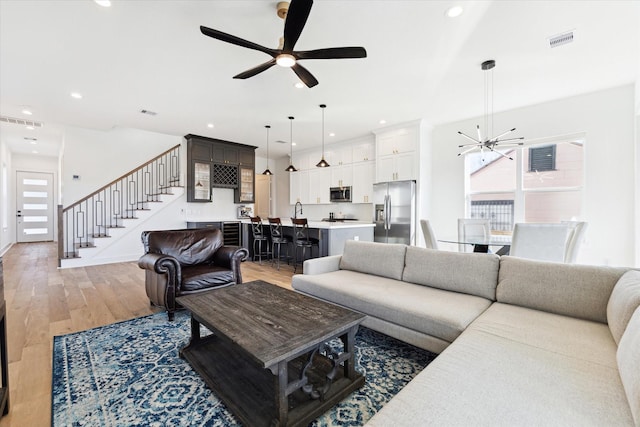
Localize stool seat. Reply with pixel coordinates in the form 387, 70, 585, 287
--
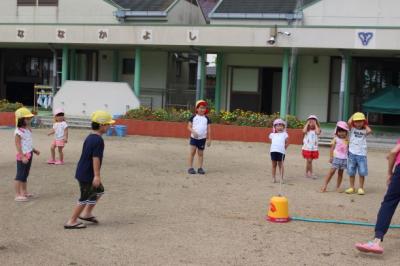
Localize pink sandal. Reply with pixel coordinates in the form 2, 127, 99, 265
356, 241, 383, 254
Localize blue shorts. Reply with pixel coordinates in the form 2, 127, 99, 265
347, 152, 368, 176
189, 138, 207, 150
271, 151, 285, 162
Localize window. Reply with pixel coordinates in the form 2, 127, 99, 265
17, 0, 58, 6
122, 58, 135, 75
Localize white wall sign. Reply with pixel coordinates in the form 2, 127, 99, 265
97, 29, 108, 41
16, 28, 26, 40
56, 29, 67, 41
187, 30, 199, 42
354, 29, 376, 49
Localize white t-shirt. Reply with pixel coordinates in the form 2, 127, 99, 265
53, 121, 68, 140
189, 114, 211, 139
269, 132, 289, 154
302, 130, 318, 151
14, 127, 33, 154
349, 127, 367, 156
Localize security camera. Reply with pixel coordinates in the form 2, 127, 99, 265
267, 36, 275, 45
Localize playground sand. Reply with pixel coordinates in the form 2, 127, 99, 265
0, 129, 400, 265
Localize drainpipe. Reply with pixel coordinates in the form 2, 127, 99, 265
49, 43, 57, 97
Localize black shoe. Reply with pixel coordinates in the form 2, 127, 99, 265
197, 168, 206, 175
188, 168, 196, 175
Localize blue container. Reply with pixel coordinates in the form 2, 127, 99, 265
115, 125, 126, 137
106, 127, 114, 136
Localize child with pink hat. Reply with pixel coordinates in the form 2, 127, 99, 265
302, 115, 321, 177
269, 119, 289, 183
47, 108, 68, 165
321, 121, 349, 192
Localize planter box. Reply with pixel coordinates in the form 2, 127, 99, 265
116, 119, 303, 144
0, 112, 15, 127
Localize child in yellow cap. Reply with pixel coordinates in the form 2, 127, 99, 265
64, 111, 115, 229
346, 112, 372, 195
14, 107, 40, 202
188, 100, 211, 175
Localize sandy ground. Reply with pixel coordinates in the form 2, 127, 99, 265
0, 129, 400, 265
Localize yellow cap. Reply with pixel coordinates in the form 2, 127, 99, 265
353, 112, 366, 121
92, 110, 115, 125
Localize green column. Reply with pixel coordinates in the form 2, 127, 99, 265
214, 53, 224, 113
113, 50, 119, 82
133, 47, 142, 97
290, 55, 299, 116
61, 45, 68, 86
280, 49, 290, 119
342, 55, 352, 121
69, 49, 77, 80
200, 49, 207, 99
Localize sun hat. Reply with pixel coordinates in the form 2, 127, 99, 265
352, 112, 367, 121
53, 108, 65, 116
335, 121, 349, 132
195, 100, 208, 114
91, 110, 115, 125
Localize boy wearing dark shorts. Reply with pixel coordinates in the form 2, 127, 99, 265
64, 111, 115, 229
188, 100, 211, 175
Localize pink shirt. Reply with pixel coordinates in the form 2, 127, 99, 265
...
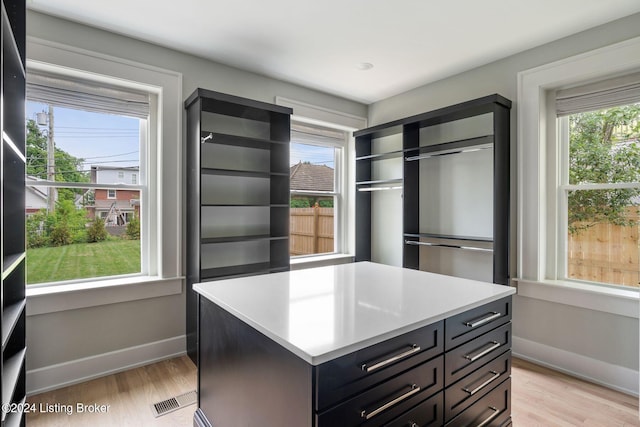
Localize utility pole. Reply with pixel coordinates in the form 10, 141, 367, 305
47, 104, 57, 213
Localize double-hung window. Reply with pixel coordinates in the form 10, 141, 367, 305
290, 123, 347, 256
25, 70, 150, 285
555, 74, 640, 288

◆ What needs to be done
Rewrite the stretch of the material from the line containing "Localize playground sand." through the line containing "321, 121, 349, 192", both included, keeping the requests unchanged. Shift every coordinate in the answers by adding 133 to it.

◆ Response to this exercise
Localize playground sand. Reply with pixel coordinates in the form 2, 127, 99, 265
133, 262, 533, 398
Localize drainpipe. Reply with pixel coordinates in the form 2, 127, 99, 265
182, 176, 190, 230
Localize black shoe. Reply with pixel coordinates in the form 2, 127, 99, 265
330, 301, 339, 308
321, 301, 329, 308
Localize blue container. Reply with pixel coordinates in the form 2, 127, 99, 265
248, 258, 259, 270
239, 260, 247, 269
Localize child with pink hat. Reply with pixel coordinates in the form 2, 127, 99, 265
435, 248, 454, 310
402, 252, 422, 316
180, 241, 201, 298
454, 254, 482, 325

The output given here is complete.